(AVAILABLE DATA Opens)

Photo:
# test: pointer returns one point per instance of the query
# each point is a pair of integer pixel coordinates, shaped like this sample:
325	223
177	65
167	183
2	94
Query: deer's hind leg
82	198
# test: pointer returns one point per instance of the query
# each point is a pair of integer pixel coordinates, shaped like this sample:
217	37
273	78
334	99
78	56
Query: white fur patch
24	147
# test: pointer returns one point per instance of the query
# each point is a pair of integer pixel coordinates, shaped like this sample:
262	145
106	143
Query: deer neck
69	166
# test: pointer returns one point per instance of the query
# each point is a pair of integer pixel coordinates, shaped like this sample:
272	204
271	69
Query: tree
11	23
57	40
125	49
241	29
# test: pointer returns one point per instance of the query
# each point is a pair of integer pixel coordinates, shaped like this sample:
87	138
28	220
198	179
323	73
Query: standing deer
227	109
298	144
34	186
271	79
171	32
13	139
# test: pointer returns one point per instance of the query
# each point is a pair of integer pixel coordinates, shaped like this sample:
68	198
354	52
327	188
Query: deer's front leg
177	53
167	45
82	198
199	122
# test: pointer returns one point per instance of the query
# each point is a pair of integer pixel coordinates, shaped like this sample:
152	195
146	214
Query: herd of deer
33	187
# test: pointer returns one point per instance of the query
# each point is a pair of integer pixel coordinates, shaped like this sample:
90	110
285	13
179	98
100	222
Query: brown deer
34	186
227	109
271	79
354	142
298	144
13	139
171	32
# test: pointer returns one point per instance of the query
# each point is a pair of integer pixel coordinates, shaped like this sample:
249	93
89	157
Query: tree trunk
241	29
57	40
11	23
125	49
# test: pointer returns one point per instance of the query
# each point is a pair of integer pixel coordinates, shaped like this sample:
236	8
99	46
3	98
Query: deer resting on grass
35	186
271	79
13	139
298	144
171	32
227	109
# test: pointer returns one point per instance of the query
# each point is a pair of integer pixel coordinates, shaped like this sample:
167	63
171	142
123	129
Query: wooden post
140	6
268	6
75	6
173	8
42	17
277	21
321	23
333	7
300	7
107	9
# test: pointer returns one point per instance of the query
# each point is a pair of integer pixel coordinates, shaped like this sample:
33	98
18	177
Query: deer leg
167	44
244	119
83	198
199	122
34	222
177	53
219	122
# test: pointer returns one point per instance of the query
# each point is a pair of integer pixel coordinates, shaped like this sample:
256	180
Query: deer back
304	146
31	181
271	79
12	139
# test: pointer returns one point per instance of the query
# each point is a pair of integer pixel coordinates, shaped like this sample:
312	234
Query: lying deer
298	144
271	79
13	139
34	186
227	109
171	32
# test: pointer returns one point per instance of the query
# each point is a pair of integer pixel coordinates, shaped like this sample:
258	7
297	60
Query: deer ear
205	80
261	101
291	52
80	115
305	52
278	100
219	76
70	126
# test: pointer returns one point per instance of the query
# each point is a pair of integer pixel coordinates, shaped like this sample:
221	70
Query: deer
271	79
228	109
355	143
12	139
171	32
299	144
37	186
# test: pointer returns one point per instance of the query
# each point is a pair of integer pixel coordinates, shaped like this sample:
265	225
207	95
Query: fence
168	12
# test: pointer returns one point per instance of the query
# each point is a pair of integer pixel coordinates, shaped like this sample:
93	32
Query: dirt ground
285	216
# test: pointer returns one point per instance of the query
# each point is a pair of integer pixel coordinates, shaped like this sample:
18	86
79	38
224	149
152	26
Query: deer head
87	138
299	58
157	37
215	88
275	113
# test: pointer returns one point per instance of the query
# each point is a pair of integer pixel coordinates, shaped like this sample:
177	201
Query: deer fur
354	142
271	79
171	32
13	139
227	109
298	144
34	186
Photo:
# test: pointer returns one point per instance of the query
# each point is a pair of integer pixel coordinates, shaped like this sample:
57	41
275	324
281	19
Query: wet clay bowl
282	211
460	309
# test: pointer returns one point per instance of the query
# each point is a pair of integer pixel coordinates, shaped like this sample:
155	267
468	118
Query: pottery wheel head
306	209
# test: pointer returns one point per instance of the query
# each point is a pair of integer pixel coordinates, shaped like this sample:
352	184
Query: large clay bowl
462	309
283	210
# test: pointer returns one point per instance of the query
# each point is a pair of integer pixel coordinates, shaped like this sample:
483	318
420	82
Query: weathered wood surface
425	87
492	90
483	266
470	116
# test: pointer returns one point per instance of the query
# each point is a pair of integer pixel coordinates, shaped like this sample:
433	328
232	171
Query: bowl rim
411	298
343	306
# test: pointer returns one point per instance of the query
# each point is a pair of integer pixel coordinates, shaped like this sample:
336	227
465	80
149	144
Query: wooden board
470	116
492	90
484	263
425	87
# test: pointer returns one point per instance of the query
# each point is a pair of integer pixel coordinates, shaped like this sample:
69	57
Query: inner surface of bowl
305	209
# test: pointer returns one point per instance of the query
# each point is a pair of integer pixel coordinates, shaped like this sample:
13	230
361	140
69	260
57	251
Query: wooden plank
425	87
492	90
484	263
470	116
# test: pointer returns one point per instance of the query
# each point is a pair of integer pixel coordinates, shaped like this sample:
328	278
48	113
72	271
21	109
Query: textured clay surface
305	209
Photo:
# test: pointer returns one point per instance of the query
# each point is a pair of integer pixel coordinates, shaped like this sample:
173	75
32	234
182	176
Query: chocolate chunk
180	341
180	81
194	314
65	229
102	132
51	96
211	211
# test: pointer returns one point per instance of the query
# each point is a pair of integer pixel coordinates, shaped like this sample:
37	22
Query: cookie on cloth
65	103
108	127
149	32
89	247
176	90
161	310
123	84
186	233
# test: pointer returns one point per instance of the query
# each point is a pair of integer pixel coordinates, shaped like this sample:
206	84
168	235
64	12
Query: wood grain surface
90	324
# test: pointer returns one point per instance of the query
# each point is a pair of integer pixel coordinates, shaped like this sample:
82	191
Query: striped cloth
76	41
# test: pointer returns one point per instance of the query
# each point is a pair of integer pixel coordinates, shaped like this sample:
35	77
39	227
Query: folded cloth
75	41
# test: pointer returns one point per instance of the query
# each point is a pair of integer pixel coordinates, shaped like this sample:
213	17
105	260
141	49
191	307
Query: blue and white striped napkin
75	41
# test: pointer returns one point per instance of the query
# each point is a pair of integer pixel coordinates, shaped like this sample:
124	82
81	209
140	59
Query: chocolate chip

(AVAILABLE DATA Closes)

__ASSIGNMENT__: Word for word, write out each record shown above.

__TASK ANSWER__:
Photo:
# test: pointer returns one point per instance of the query
# each point is a pair of integer pixel coordinates, shaped like this sample:
325	223
177	65
167	183
2	94
Query: deer's hind leg
82	198
# test: pointer returns one point per instance of the query
# each point is a pair of integer pixel coordinates, shaped like this sample:
217	37
273	78
334	99
78	56
Query: white fur patch
24	147
# test: pointer returns one point per instance of the query
# each point is a pair of integer pixel coordinates, shaped like this sample:
262	145
106	143
Query: deer neck
69	166
# test: pointer returns one point per instance of the query
# each point is a pair of integer pixel coordinates, shaped like this sample:
272	204
271	69
Query: tree
11	23
57	40
125	49
241	29
# test: pointer returns one point per instance of the query
# each point is a pair of integer pixel coordinates, shaped like this sample:
87	138
28	220
198	179
323	73
Query: standing deer
227	109
298	144
34	186
271	79
171	32
13	139
# test: pointer returns one point per instance of the query
# each point is a pair of integer pixel coordinates, shaped like this sample:
68	198
354	52
327	188
Query: deer's front leg
177	53
167	45
82	198
199	122
# test: pointer returns one point per instance of the query
# each point is a pair of integer pixel coordinates, shaped like this sample:
152	195
146	214
Query: herd of deer
33	187
# test: pointer returns one point per instance of the query
# each point is a pair of integer pixel coordinates, shaped like this sample:
90	110
285	13
179	98
100	222
Query: brown deer
34	186
227	109
271	79
354	142
298	144
13	139
171	32
# test: pointer returns one point per instance of the query
# each point is a pair of integer pixel coordinates, shaped like this sample:
249	93
89	157
Query: tree trunk
241	29
57	40
11	23
125	49
# test: pointer returns one point per instance of the query
# each point is a pair of integer pixel coordinates, shaped like this sample:
236	8
99	46
3	98
Query: deer resting on grass
35	186
271	79
13	139
298	144
171	32
227	109
# test: pointer returns one point per instance of the query
# each point is a pair of integer pixel coordinates, shaped like this sample:
167	63
171	142
123	129
Query: wooden post
140	6
268	6
75	6
173	8
42	17
277	21
321	23
333	7
300	7
107	9
# test: pointer returns one point per instance of the query
# each point is a pair of integer pixel coordinates, shaped like this sample:
33	98
18	177
Query: deer leg
167	44
244	119
83	198
199	122
34	222
177	53
219	122
# test: pointer returns one point per instance of the query
# each point is a pair of integer pixel coordinates, shaped like this sample:
256	180
Query: deer back
304	146
31	181
271	79
12	139
# test: pointer returns one point per instance of the query
# each point is a pair of integer pixel coordinates, shaped like this sample:
312	234
Query: lying deer
298	144
271	79
13	139
34	186
227	109
171	32
# test: pointer returns one point per instance of the query
# each point is a pair of integer pixel coordinates, shaped like this sample:
258	7
297	60
Query: deer ear
205	80
261	101
291	52
80	115
305	52
278	100
219	76
70	126
# test: pointer returns one point per instance of the query
# each point is a pair of integer pixel coordinates, shaped like this sample:
221	70
Query: deer
271	79
228	109
355	143
12	139
171	32
299	144
37	186
# test: pointer returns one point per instance of the query
# each point is a pair of integer pixel coordinates, shaped like this sample:
265	225
207	95
Query: fence
168	12
# test: pointer returns one point per instance of the query
# each point is a pair of integer pixel coordinates, shaped like this sample:
93	32
Query: dirt ground
285	216
# test: pointer returns one point per instance of the query
# each point is a pair of integer pixel coordinates, shaped like this sample:
18	86
79	38
224	149
152	26
Query: deer head
87	138
299	58
157	37
215	88
275	113
# test: pointer returns one point per instance of the query
# each point is a pair of integer pixel coordinates, shaped like this sample:
177	201
Query: deer fur
354	142
271	79
171	32
13	139
227	109
298	144
34	186
Photo:
# test: pointer returns one point per instance of the query
# each point is a pair of integer pixel coordinates, shaped like this sample:
57	41
275	324
281	19
Query: wet clay bowl
282	211
460	309
# test: pointer returns one point per instance of the query
# each point is a pair of integer pixel coordinates, shaped like this sample:
155	267
468	118
Query: pottery wheel head
306	209
# test: pointer returns one point per instance of the query
# each point is a pair of integer pixel coordinates, shaped like this sample:
352	184
Query: large clay bowl
462	309
283	210
# test: pointer returns one point per instance of the query
# each point is a pair of integer pixel coordinates, shaped like this sample:
483	318
420	82
Query: weathered wood surface
425	87
492	90
483	266
470	116
# test: pointer returns one point per instance of the query
# each point is a pair of integer pixel coordinates, shaped like this sample:
433	328
232	171
Query: bowl rim
411	298
343	306
# test: pointer returns one point per instance of the query
# each point is a pair of integer pixel coordinates, shaped like this sample:
336	227
465	80
149	144
Query: wooden board
470	116
492	90
484	263
425	87
# test: pointer returns one point per instance of the query
# each point is a pair of integer pixel coordinates, shaped like this sample:
69	57
Query: inner surface of bowl
305	209
# test: pointer returns one point per instance of the query
# each point is a pair of integer pixel coordinates, shaped like this sample:
13	230
361	140
69	260
57	251
Query: wooden plank
425	87
492	90
484	263
470	116
# test: pointer returns one point per instance of the query
# each point is a pair of integer pixel coordinates, shaped like this sample:
328	278
48	113
72	271
21	109
Query: textured clay surface
305	209
Photo:
# test: pointer returns one point per instance of the query
# each point is a pair of integer pixel coordinates, shaped like this sample:
173	75
32	234
182	176
Query: chocolate chunk
180	341
180	81
194	314
65	229
102	132
51	96
211	211
# test: pointer returns one point per instance of the query
# each point is a pair of integer pixel coordinates, shaped like this sample:
37	22
Query: cookie on cloth
65	103
108	127
149	32
89	247
176	90
161	310
123	84
186	233
# test: pointer returns one point per instance of the query
# each point is a pair of integer pixel coordinates, shaped like this sample:
206	84
168	235
64	12
Query: wood grain surface
90	324
# test: pointer returns one point per instance of the query
# each point is a pair of integer pixel coordinates, shaped like this sample:
82	191
Query: striped cloth
76	41
# test: pointer returns one point per instance of the query
# each point is a pair of integer pixel coordinates, shaped like this sample:
35	77
39	227
Query: folded cloth
75	41
# test: pointer returns one point per instance of the query
# each point is a pair of integer pixel coordinates, shaped like this sample:
213	17
105	260
141	49
191	307
Query: blue and white striped napkin
75	41
# test: pointer returns one point per instance of the query
# each point is a pair of integer pixel coordinates, shaped like this sample:
124	82
81	209
140	59
Query: chocolate chip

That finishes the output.